■ Entries taken from a collection:
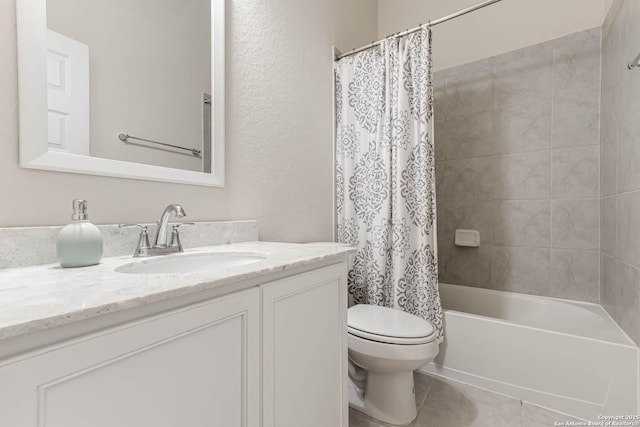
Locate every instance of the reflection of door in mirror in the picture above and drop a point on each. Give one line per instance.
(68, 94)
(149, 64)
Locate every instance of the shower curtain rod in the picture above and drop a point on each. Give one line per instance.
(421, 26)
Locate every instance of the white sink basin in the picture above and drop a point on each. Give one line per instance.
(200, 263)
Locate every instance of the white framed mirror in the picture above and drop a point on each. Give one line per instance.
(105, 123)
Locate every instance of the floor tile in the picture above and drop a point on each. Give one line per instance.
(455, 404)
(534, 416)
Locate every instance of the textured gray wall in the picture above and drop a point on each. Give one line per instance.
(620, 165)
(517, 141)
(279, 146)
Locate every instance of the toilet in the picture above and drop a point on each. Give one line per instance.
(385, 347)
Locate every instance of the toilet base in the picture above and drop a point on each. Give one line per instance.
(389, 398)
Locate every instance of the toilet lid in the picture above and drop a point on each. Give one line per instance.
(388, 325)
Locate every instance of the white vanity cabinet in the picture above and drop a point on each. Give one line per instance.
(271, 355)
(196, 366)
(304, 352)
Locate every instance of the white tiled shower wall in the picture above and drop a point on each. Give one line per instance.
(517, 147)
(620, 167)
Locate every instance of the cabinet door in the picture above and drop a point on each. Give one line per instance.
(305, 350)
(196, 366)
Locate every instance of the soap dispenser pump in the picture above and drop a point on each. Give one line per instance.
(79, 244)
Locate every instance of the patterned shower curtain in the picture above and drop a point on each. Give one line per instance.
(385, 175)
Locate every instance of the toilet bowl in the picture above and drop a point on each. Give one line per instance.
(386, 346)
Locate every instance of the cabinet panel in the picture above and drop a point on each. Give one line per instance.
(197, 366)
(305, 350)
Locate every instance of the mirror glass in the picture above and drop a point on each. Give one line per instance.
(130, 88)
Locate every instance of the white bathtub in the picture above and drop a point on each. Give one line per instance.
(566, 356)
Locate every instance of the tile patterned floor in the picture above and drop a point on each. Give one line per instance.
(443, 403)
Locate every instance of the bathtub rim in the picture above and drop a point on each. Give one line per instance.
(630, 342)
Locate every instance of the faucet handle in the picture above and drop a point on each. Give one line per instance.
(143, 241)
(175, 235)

...

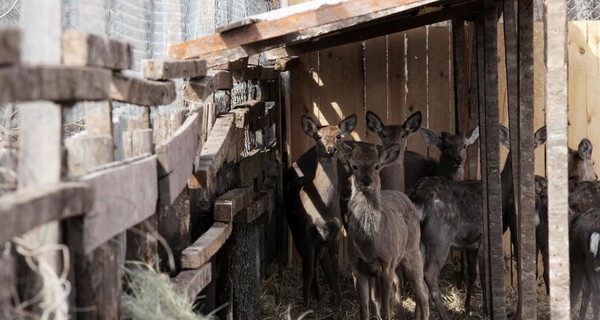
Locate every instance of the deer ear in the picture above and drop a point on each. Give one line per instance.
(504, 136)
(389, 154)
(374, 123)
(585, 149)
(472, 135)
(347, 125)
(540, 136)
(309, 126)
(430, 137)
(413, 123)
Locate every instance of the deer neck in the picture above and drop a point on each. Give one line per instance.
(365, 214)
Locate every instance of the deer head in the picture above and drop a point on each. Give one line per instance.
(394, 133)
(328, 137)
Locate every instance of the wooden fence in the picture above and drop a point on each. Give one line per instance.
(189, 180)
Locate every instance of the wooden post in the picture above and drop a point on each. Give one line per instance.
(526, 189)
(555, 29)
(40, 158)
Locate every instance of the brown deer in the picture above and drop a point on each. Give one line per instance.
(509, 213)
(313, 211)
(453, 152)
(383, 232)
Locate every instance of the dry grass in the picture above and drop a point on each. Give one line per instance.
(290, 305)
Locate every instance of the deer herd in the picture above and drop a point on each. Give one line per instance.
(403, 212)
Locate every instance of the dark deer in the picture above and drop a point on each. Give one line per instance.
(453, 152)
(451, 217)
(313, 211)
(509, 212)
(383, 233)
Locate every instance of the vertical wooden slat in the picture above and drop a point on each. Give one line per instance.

■ What is expected:
Above are the records; from them, give again exactly the lines from the one containing "Locate every instance of the wooden fence" through the one containing "Locate every instance of the vertical", both included.

■ Expected answer:
Locate every instance of the wooden fence in the picture above and drop a point on each. Give one line per instance.
(189, 180)
Locate every instance of the wooden post in the picture above and drop a point on each. Give one line per instance.
(526, 189)
(555, 29)
(40, 158)
Locate every instance of the brown deer in the picture above and drop a point on each. Give one line per instance.
(509, 213)
(313, 211)
(453, 152)
(383, 232)
Locate every instance of the dry grass in the picture above and drop a point on each. Give one line per instance.
(290, 305)
Locate every instance of the deer herd in the picture above and drop a point on each. Give one line per instance.
(403, 212)
Locate every instance of the dark deer in the picture above and drop a point on each. Give one line per instance.
(453, 152)
(451, 217)
(313, 211)
(509, 212)
(383, 233)
Locate every instance of the vertical wooden slat in the picture above and drop a point on each. Give one line per instance.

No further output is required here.